YOUR GOAL> As soon as the line containing "Per the specification, this detector localizes the club" appears, copy it and every following line word for word until the records end.

....

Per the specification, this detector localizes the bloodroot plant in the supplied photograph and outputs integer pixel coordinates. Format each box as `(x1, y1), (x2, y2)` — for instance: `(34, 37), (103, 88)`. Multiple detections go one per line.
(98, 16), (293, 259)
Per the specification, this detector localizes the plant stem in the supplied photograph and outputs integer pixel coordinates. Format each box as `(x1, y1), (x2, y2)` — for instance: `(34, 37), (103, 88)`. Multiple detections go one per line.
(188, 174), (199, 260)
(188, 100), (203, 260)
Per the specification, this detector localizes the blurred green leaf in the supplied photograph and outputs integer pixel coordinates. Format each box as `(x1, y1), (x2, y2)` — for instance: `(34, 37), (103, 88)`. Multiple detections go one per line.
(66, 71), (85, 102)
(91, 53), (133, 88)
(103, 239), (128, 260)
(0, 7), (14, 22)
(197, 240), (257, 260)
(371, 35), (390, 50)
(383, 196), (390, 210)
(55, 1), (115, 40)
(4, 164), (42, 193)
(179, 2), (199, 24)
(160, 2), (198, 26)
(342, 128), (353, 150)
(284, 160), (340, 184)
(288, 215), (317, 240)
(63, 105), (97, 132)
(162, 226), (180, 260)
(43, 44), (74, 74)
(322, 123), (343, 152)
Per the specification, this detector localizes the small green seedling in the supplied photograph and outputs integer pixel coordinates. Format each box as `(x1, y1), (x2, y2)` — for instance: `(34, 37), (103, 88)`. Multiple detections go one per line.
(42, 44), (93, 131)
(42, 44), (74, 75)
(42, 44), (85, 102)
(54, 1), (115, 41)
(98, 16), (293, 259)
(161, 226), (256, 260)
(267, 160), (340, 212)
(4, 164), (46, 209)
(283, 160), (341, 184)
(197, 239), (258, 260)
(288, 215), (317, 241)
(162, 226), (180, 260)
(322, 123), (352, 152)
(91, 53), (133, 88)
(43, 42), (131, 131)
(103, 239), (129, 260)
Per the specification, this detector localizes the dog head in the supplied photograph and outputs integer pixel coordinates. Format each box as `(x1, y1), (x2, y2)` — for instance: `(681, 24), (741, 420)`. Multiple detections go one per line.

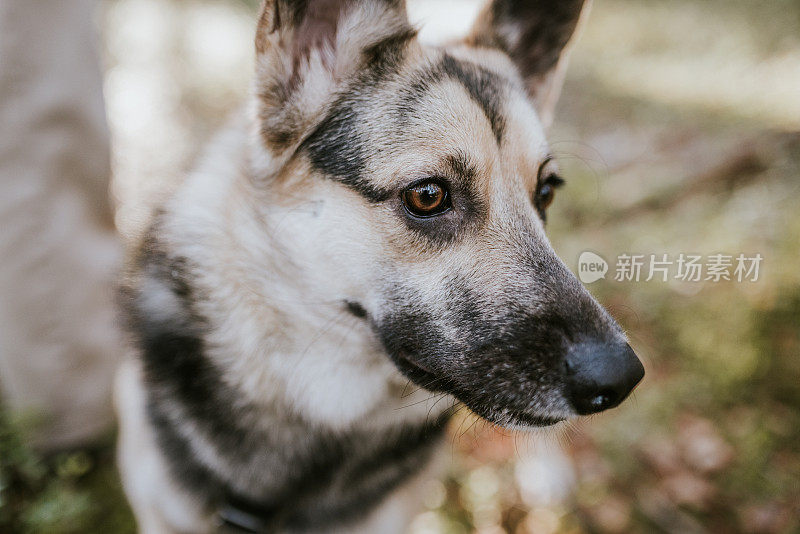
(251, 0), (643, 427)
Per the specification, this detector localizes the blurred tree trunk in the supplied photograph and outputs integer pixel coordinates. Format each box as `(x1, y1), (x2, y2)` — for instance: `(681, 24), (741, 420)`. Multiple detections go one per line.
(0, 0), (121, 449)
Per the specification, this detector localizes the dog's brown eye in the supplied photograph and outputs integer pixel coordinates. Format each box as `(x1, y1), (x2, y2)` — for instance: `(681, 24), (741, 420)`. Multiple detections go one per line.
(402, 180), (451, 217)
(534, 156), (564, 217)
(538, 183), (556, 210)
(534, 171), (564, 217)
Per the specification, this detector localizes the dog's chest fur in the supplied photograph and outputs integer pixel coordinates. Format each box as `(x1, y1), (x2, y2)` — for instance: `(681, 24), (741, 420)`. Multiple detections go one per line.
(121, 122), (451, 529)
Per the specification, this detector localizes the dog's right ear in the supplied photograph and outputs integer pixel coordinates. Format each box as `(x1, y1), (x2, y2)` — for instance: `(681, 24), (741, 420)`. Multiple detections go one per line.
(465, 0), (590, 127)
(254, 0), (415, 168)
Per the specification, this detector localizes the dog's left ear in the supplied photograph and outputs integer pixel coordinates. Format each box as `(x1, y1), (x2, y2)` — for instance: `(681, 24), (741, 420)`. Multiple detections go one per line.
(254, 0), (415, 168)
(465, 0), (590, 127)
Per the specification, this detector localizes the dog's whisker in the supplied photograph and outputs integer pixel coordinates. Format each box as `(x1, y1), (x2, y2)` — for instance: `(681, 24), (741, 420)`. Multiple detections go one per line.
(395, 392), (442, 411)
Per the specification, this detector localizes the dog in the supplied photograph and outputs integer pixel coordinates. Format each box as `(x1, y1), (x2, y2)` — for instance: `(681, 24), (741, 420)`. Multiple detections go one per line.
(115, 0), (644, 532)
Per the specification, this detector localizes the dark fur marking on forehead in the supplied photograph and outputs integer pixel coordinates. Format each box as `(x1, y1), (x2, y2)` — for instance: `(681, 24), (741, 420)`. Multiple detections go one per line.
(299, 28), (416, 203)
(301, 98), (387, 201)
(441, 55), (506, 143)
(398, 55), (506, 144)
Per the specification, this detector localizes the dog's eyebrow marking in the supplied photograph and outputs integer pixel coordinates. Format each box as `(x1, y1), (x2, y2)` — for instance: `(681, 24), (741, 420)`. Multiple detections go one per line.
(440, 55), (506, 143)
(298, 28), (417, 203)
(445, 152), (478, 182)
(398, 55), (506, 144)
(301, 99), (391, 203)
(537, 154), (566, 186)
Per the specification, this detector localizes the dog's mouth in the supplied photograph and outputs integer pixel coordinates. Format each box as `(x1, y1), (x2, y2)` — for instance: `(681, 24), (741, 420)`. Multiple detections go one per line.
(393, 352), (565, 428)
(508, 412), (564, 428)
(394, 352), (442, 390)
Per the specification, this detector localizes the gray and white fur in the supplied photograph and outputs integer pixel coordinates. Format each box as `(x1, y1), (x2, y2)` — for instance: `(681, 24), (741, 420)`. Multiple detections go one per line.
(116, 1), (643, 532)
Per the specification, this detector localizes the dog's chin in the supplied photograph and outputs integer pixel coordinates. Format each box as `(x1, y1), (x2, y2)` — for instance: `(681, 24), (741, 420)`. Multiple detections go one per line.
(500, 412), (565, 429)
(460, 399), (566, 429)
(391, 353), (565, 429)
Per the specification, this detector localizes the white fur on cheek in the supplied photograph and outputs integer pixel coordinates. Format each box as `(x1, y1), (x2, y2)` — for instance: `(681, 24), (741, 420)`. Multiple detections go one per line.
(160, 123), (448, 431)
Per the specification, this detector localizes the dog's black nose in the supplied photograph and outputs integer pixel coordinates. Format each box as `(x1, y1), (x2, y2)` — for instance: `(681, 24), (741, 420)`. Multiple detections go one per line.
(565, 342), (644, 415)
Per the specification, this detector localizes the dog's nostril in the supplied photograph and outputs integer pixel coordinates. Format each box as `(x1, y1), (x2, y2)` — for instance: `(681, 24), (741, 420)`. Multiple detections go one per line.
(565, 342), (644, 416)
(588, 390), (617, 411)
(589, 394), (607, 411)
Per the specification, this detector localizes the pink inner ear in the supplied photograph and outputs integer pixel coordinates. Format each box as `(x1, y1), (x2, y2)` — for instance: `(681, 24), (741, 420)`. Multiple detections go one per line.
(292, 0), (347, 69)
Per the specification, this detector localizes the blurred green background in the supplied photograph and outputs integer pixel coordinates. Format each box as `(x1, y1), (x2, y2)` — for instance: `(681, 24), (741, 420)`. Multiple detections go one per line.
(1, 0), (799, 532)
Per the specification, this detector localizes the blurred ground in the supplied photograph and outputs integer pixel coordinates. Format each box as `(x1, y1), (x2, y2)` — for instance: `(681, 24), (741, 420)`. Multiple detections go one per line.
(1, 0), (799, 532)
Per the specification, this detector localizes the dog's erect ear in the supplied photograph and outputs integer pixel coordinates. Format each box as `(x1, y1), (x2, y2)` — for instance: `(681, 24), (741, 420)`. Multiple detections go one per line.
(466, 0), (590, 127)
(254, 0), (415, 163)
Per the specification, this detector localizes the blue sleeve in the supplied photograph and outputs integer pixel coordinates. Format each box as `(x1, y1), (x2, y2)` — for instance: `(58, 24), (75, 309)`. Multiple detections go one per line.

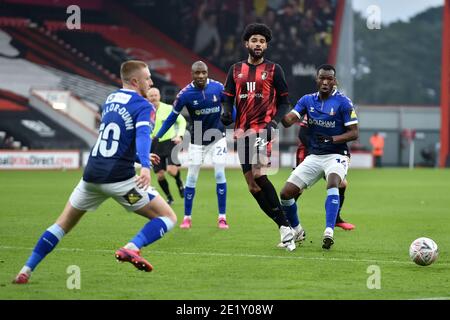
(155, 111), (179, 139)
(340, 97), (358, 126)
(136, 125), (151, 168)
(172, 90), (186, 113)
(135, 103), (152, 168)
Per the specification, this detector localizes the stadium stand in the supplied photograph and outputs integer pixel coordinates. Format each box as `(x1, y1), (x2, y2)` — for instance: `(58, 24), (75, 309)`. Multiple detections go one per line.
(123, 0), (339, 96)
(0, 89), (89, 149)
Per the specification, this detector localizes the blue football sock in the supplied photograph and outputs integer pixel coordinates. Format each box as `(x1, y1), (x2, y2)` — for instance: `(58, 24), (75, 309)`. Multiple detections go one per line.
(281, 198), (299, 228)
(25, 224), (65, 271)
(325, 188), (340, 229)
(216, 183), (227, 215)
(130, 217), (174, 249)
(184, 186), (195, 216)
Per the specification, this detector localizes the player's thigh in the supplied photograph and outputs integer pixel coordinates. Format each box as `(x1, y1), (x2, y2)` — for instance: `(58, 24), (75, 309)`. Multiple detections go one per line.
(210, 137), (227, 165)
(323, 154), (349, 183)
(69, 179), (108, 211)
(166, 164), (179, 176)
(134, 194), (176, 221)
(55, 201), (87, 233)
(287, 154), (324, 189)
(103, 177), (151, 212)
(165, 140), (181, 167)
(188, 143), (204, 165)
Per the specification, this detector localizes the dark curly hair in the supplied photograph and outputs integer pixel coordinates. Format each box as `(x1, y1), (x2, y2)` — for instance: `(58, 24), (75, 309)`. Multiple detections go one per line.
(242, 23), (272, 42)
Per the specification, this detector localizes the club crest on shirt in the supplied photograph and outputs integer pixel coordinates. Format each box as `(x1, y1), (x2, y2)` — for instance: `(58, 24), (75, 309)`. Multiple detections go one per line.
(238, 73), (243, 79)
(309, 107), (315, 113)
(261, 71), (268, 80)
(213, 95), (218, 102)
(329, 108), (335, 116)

....

EXPECTED ANSWER>
Per the specification, this detector localizes the club crest on shirt in the supplied photograph and outputs integer pixel coordinates. Format each box as `(x1, y1), (x2, y2)` — for instance: `(58, 24), (75, 309)`. Multiple detections go one per line.
(238, 73), (243, 79)
(309, 107), (315, 113)
(261, 71), (268, 80)
(213, 95), (218, 102)
(329, 108), (335, 116)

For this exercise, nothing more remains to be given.